• WHAT YOU WILL DO: The lines from the start of the records below through the line containing "Teacher note: indicate the cloudy" are to be copied exactly, both ends included, with nothing added.
===== AVAILABLE DATA
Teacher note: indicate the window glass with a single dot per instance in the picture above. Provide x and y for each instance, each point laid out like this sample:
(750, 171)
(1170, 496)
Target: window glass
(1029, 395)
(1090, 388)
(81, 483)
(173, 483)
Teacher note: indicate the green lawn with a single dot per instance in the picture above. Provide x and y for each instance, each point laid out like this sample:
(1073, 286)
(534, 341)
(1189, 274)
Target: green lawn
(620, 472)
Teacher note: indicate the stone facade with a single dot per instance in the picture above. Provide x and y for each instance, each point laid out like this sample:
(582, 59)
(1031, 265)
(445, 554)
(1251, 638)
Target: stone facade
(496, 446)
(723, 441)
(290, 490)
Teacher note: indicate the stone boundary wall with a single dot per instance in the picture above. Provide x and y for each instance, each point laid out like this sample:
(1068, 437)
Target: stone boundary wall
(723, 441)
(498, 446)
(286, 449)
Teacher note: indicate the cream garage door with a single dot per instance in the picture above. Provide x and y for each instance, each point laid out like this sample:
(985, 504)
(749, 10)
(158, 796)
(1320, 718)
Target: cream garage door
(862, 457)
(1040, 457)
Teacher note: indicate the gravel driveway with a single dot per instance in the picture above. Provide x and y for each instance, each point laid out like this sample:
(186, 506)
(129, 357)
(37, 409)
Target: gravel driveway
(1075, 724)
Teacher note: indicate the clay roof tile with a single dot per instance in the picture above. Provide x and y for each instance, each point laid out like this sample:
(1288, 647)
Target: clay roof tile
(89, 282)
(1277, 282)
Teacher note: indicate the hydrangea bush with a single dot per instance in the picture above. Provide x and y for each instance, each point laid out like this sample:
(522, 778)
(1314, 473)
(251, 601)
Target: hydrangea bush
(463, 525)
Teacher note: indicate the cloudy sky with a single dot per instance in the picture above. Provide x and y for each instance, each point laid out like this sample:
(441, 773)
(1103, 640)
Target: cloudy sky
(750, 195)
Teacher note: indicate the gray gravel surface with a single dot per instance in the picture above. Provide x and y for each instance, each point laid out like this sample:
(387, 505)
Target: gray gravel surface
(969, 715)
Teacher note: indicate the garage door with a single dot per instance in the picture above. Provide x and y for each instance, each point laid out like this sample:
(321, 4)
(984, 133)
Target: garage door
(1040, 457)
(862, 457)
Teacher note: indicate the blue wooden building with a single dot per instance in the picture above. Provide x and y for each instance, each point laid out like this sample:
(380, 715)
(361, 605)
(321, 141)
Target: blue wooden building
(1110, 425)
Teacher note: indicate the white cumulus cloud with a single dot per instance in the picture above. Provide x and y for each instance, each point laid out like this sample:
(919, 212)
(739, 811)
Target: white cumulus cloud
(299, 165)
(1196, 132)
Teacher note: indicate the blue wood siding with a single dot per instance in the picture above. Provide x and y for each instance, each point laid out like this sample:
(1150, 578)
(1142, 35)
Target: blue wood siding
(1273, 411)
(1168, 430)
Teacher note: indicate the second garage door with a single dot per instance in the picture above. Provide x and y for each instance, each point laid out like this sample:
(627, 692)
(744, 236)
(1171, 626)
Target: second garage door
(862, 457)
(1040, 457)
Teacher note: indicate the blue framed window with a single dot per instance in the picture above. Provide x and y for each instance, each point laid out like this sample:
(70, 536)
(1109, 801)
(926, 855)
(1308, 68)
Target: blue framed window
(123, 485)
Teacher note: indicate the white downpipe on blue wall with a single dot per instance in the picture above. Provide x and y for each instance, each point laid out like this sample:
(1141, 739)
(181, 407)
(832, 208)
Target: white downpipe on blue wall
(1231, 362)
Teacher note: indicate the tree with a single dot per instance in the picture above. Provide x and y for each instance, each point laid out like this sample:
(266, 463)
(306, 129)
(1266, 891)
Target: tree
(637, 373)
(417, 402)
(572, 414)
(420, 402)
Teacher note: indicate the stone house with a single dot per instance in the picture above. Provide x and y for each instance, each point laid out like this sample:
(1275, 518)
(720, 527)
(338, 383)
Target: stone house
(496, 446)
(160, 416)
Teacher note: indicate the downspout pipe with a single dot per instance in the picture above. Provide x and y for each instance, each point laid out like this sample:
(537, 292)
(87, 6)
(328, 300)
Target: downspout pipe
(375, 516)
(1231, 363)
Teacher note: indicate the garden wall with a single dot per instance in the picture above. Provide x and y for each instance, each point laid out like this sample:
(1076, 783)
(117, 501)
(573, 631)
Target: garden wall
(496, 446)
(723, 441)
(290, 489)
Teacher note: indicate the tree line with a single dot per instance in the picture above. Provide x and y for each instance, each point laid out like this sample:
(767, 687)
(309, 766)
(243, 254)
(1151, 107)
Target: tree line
==========
• ANSWER TO THE PROBLEM:
Teacher note: indicate the window glass with a single dot per instance in the picture above. Provide x and y for each instance, each point laid out like this sample:
(750, 171)
(1170, 496)
Target: window glass
(1029, 395)
(1090, 388)
(81, 483)
(173, 483)
Teacher note: indicate the green lawn with a single dot per instance in the picture above. Provide x and y for each instance, each point laid out like this sample:
(1073, 286)
(534, 341)
(1189, 274)
Target: green lawn
(620, 472)
Teacher note: indicate the stone facade with a single dot per instance in the picture above. Provide x and y for each instance, each point laid out like this sample:
(582, 59)
(1031, 265)
(445, 554)
(1251, 638)
Target: stone facade
(496, 446)
(723, 441)
(290, 490)
Teacher note: indicate the stone boundary wall with a single dot per instance in the picture above. Provide x and y for each instance, each point laid out like this sample:
(1068, 437)
Target: stone boundary wall
(723, 441)
(498, 446)
(286, 449)
Teacher note: indicate the cream garage door with a single dot per instance in the picture above. Provide x and y for each instance, each point laid out like this sample:
(985, 504)
(749, 10)
(158, 796)
(1320, 718)
Target: cream garage door
(862, 457)
(1040, 457)
Teacher note: indicate the gravel driveway with a single dot per instance in the picture above. Provide x and y for each instance, each point laid out like this sample:
(186, 506)
(129, 357)
(37, 409)
Target: gravel driveway
(1075, 724)
Teacher note: indicate the clay roof tile with a single dot per instance in the picture above. Provide x and y for each instance, each point laid out like this sample:
(1288, 647)
Target: clay roof tile
(89, 282)
(1277, 282)
Teacher note: indicate the hydrangea bush with a single dot per instance in the picture above. Provide x and y for each instance, each point laid out like this sample:
(522, 778)
(1314, 473)
(251, 601)
Target: hydrangea bush
(463, 525)
Teacher note: indicate the cloudy sky with a single dot per instance in the picture above. Provide x and y for each instance, each point laid out like this sample:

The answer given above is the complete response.